§ **Task statement**:
Answer these questions using the excerpt below.
1. What does the excerpt say a maker of premium burgers will have to retain?
2. Which corporation is named as having documents showing that climate breakdown was understood internally for decades?
3. According to the excerpt, is there currently an international protocol for naming heat waves?

§ **Selected excerpt**:
= = =

Now, do you want that burger topped with various sliced vegetables? How about wrapped in paper or placed on a plate? Then you apparently make premium burgers, and will have to retain a staff with these non-automated skills as well.
As we discussed last week, the concept of value is tricky to nail down…but it seems like automation can demonstrate concrete market values on human labor.
Hope Spot: Naming Names
As I mentioned a few Hope Spots ago, sometimes hope is about as bitter as it is sweet, and that’s definitely the flavor of this week’s entry.
Meteorologist Guy Walton, a Weather Channel 30-year veteran this summer has suggested naming the deadly heat waves after top polluters in our world instead of the “mythical beasts” that have descended upon Europe in recent weeks.
In his view, headlines such as “Nestlé Heat Wave Kills Thousands Across Europe” and “Dangerous Conditions From Ongoing Coca-Cola Heat Wave Cancels Upcoming Global Climate Conference in Dubai” will go a long way toward organizing a fuller public understanding of the situation we face. If you’re asking me, which I suppose you have by scrolling this far, there’s sense in what he says.
Monsters like the Cerberus are fiction, the engaging work of an interested observer. The monsters that knowingly poisoned our biosphere for profit are all too real. With documents at corporations such as Shell revealing that climate breakdown was elucidated internally for decades, our current climate chaos is the appalling work of the most uniquely cynical minds in human history.
There’s even plenty of space for his initiative to flourish, as there is currently no international protocol around the naming of heat waves at this time so his idea is as established as any other. I don’t have enough money to speak very authoritatively to the matter, but if we’re taking a vote Guy Walton has mine here.
Sure, it’s just one rogue weatherman in a (rising) sea of calm reporting about the most extraordinary environmental concerns to face our species in its modern form…but hey, folks on TV are starting to say what we the untelevised are thinking.
Retired or not, the man is doing his job…sometimes that’s the best we can do.

= = =

§ **Entries supplied**:

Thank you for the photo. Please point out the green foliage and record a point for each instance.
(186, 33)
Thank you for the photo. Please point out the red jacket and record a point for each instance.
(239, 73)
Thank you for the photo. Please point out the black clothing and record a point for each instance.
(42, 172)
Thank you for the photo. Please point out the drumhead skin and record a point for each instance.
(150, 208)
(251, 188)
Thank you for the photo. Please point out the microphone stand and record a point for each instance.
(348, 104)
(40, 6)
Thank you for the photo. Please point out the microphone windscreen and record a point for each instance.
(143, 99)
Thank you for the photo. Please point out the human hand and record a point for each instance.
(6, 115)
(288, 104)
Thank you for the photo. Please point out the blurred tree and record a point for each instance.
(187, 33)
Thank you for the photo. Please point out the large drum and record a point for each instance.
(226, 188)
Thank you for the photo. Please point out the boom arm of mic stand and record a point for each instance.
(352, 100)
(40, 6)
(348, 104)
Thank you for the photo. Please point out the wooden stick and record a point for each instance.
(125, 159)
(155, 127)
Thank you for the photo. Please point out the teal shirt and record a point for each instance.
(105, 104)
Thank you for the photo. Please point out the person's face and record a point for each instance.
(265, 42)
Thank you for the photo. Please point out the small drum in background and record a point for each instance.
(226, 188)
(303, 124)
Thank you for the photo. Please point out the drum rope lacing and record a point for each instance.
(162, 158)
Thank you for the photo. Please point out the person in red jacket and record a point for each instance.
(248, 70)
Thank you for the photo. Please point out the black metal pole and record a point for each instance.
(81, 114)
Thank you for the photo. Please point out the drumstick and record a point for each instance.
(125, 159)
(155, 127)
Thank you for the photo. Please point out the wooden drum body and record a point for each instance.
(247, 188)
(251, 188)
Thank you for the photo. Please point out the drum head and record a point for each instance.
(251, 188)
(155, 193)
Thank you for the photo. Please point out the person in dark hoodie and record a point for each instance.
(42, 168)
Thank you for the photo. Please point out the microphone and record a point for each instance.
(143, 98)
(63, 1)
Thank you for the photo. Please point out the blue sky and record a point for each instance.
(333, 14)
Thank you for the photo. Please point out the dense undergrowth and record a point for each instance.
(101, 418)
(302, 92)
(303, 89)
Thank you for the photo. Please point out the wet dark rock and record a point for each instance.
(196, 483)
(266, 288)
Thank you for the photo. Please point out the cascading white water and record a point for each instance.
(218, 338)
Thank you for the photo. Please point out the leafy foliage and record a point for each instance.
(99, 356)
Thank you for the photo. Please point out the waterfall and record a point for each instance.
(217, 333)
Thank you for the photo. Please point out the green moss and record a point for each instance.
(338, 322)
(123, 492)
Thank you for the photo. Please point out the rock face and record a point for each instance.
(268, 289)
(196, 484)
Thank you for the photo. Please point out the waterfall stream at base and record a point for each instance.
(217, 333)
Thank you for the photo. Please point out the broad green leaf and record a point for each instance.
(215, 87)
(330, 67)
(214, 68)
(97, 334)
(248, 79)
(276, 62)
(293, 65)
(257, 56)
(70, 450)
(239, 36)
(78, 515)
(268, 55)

= = =

§ **Answer to the exercise**:
1. A staff with non-automated skills.
2. Shell.
3. No.